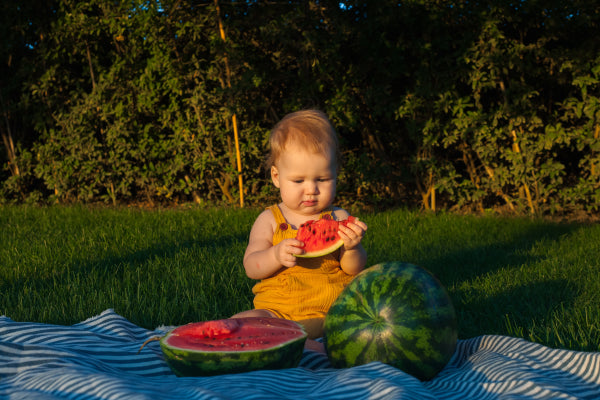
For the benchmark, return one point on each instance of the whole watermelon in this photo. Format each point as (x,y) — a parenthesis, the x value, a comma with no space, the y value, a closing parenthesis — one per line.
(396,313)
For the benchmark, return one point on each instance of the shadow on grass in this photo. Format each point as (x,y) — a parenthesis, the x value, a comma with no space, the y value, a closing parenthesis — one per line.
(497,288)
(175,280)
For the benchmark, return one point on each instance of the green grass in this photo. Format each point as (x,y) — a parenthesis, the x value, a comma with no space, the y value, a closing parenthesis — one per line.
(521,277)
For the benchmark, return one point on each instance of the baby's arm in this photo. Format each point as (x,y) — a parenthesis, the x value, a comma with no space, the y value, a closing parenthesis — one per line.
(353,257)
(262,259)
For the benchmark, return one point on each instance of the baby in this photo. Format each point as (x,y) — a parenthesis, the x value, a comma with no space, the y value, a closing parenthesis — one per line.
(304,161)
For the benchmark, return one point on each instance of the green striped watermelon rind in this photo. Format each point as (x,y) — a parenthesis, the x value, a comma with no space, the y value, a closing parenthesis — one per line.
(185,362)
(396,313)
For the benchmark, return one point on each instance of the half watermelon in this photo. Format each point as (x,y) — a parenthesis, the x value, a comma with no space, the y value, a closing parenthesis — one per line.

■ ■ ■ ■

PROBLEM DESCRIPTION → Render every line of the listing above as a numbered list, omitting blank lines and leaving out the pictures.

WRITTEN RESPONSE →
1. For the benchmark, return one point on each instance of the whole watermelon in this photo. Format each point as (x,y) — a parenthesis, the x value, a comma with no space, the y value, a closing parenthesis — one per line.
2. (396,313)
3. For the benchmark, return one point on each instance of the shadow on grass in this photo. Format each point as (x,y) — a parenthesis, the x value, a comma with no space, the y value, a closing parenthesis — one per line.
4. (497,288)
5. (175,280)
6. For the benchmark, return one point on each instance of the green grass in this photo. Format each point as (x,y) — a parenthesis, the x value, a comma with no space, the y value, a closing parenthesis — one per line.
7. (521,277)
8. For the benchmark, return one point on each instance of the baby's arm in this photo. Format each point as (x,y) — a parenthesis, the x value, a comma with no space, the y value, a closing parenthesis — one per line.
9. (353,257)
10. (262,259)
11. For the benchmark, return one point on each instance of the baby in this photo. Format each point as (x,y) — a parenthesis, the x value, a comma with no space, the y value, a closing parenthesis — one per line.
12. (304,161)
13. For the benchmark, return one point on each instance of the green striped watermelon rind in this photo. Format each point as (x,y) — a parenthesis, the x value, a comma with no space, the y value, a closing parenthesis — one per line.
14. (185,362)
15. (396,313)
16. For the benchmark, return one point on each instance of the half watermelon in this photo. Format each point as (x,y) — a parenthesis, the x value, a comma with no space, the y value, a closing parenthesis — one per line.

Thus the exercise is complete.